**DEINE AUFGABE:** Wie lautet im Textauszug zur Abgrenzung von anderen Tötungsdelikten die Passage von „Abgrenzung zu anderen“ bis „Öffnung der Gebärmutter.“? Gib sie Wort für Wort aus.

**TEXTAUSZUG:**
Abgrenzung zu anderen Tötungsdelikten[Bearbeiten]

§ 218 StGB stellt klar, dass ungeborene Kinder keine tauglichen Tatobjekte eines Mordes (und eines Totschlags sowie darüber hinaus einer fahrlässigen Tötung und von Körperverletzungsdelikten) sein können. Die Existenz eines "Menschen" als taugliches Tatobjekt im Sinne der o. g. Vorschriften beginnt - anders als im BGB, das für die Rechtsfähigkeit auf die Vollendung der Geburt abstellt (§ 1 BGB) - mit dem Beginn des Geburtsvorgangs. Maßgeblich ist der Eintritt der Eröffnungswehen; bei einer Geburt durch operative Methoden (Kaiserschnitt) ist der relevante Zeitpunkt die Öffnung der Gebärmutter.

Sterbehilfe findet regelmäßig ohne Verwirklichung eines Mordmerkmals statt. Eine echte Tötung auf Verlangen ist meist nur gem. § 216 StGB als privilegierter Fall des Totschlags zu bestrafen.

(Exkurs: Wer von einem geplanten Mord Kenntnis erhält, ist unter den Voraussetzungen von § 138 und § 139 StGB zur Anzeige verpflichtet.)

**ÜBUNGSDATEN:**
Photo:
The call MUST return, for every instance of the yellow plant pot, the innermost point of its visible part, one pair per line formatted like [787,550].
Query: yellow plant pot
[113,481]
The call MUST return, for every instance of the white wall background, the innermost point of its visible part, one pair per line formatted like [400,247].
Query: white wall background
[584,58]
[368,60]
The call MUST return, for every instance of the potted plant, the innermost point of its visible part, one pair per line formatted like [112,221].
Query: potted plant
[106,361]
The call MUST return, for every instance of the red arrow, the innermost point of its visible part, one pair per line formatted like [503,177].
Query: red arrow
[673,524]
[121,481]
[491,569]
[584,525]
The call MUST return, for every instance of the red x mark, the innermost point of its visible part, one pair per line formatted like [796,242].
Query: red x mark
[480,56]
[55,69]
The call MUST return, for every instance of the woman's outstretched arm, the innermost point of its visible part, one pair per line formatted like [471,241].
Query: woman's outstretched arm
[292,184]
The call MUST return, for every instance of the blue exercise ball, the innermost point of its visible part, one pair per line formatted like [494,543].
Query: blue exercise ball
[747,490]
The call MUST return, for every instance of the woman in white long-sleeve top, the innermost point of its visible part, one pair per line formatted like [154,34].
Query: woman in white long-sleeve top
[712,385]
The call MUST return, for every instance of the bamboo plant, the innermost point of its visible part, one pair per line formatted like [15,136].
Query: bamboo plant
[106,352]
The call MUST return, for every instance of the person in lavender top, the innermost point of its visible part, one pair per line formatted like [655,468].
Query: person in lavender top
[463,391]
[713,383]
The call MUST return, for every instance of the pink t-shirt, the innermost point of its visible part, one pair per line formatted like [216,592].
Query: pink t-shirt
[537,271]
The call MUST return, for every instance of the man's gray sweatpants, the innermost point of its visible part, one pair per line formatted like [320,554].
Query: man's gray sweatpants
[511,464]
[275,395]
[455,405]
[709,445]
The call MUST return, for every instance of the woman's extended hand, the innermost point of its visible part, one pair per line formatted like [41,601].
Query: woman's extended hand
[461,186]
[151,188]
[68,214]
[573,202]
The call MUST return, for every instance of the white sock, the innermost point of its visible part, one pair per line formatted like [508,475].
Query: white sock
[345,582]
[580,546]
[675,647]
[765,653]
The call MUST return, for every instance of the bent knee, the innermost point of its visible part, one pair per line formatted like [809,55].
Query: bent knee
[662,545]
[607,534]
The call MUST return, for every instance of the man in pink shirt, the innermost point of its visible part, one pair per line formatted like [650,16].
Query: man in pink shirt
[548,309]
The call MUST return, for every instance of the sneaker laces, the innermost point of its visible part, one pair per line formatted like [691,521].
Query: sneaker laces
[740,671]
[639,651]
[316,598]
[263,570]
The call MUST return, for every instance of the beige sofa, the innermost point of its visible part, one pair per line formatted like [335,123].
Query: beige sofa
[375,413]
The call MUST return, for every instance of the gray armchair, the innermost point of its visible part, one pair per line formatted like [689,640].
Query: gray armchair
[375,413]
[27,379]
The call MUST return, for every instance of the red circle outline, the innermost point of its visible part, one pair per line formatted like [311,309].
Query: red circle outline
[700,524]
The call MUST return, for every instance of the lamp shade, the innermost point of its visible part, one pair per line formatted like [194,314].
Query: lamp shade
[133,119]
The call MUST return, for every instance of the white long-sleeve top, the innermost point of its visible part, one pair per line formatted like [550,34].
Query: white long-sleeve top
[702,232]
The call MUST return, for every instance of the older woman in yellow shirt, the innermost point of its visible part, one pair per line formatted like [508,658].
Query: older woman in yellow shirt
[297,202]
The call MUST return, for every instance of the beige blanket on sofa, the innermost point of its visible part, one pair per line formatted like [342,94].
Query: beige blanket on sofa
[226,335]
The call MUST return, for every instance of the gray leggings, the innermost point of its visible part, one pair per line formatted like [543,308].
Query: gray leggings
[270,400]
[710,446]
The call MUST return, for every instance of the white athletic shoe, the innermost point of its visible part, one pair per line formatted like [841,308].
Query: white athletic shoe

**SCHRIFTLICHE ANTWORT:**
Abgrenzung zu anderen Tötungsdelikten[Bearbeiten]

§ 218 StGB stellt klar, dass ungeborene Kinder keine tauglichen Tatobjekte eines Mordes (und eines Totschlags sowie darüber hinaus einer fahrlässigen Tötung und von Körperverletzungsdelikten) sein können. Die Existenz eines "Menschen" als taugliches Tatobjekt im Sinne der o. g. Vorschriften beginnt - anders als im BGB, das für die Rechtsfähigkeit auf die Vollendung der Geburt abstellt (§ 1 BGB) - mit dem Beginn des Geburtsvorgangs. Maßgeblich ist der Eintritt der Eröffnungswehen; bei einer Geburt durch operative Methoden (Kaiserschnitt) ist der relevante Zeitpunkt die Öffnung der Gebärmutter.